Selected passage »
○ ○ ○ ○ ○
# Review - Aquatraders SnakeEyes LED Quad 30" 3W Timer Ready 6500K



## Leaky Filter (Nov 30, 2011)

Subscribed. I'm really interested in this light, as I need something similar for a 36 gallon bowfront and want pretty good light.

I was literally about to pull the trigger on a Catalina T5HO rig.

Please update!


----------



## jeffkrol (Jun 5, 2013)

dbarrym said:


> Found myself in need of additional lighting for my new tank, a planted 30" x 18" , 24" deep 56G column tank. After a couple weeks it has become obvious that the current lighting, a 30" Ray2 and Fugeray, were not sufficient to support the micro sword carpet I hope to grow, based on the 4x initial 2" square patches that were starting to yellow and wilt. I've seen the PAR data charts published by Finnex, and it appears that at my current 22" depth the current lighting, at about 20 PAR or so, not enough.
> 
> After a lot of research, it was clear that adding another ray 2 or other typical 6.5-10K LED fixture wasn't going to help the PAR value at this depth (about 20-22" from the LED base) - I didn't need more 0.2W LED's, I needed more intensity/power (lumens or watts per LED). I can't spend $400 on a brand-name HO 'super-LED" fixture, so after searching about I found this 48x 6,500K LED, 144 watts fixture from Aquatraders. The review on other, mostly older t5 lights from this supplier were mixed, but I thought I'd take a chance and try one. This thread will be a review of my experiences with it, since I could find no reviews of this specific unit. The fact that it is on sale for $129 now didn't hurt. :wink:
> 
> ...



some interesting background:
http://www.thereeftank.com/forums/f6/led-fixture-question-185918.html

Some number crunching:

Looks like it does 112 lumens/watt
In comparison:


----------



## bhazard451 (Jan 24, 2013)
○ ○ ○ ○ ○
Raw data »

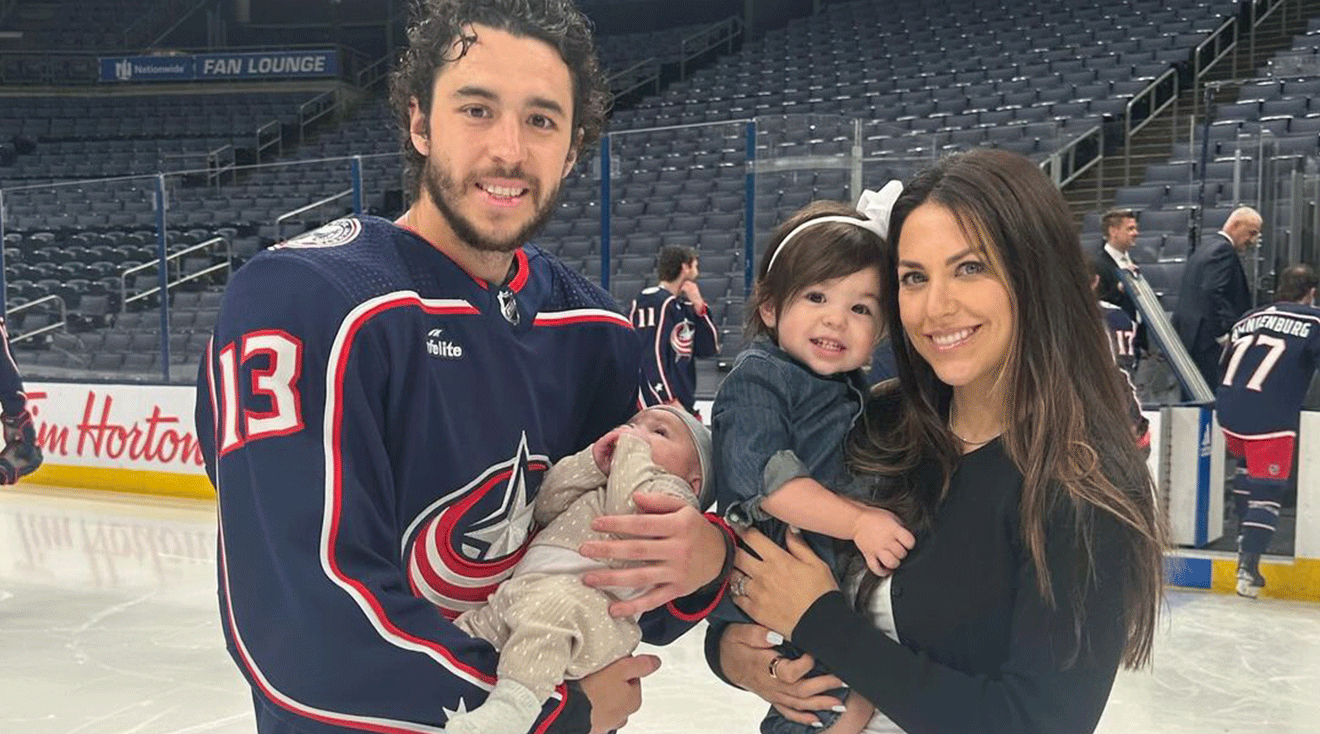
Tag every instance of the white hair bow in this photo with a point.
(875, 206)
○ ○ ○ ○ ○
To be done »
1: In the LED fixture thread, what sale price does dbarrym mention for the Aquatraders fixture?
2: Translate this sentence from the LED fixture thread into Spanish: "I was literally about to pull the trigger on a Catalina T5HO rig."
3: Please carry the LED fixture thread on from the point where it stops.
The lines aren't needed for anything here.

Outputs »
1: $129

2: Estaba literalmente a punto de lanzarme a comprar un equipo Catalina T5HO.

3:
I had it before I downgraded a bit on my 23 gallon tank. It's a beast, but make sure you install the fans or it will get very hot.

It has a very good chance of working with the Current Ramp Timer Pro and other controllers as well. My Beamswork works 100% with it. Don't even bother with the Beamswork timers.


----------



## gus6464 (Dec 19, 2011)

That light is 37.5 lumens per watt. The LEDs are outputting ~112 lumens but being run at 3W so make sure the fan keeps working on that thing because if they go out you are most likely going to experience thermal failure on those emitters.


----------



## jeffkrol (Jun 5, 2013)

gus6464 said:


> That light is 37.5 lumens per watt.


opps.........


----------



## Bettatail (Feb 12, 2009)

I have the 48" version, center area 80-90 PAR at 21" water depth.
You need another light or keep this light fixture at least 6" above water, because it is 30 degree beam angle, too close to the water, top front and back section no light. 
I keep the fixture 2" above the wate, top front and back of the fish tank is dark, now waiting for parts to add LED light strips.


----------



## dbarrym (Jun 8, 2014)

Bettatail said:


> I have the 48" version, center area 80-90 PAR at 21" water depth.
> You need another light or keep this light fixture at least 6" above water, because it is 30 degree beam angle, too close to the water, top front and back section no light.
> I keep the fixture 2" above the wate, top front and back of the fish tank is dark, now waiting for parts to add LED light strips.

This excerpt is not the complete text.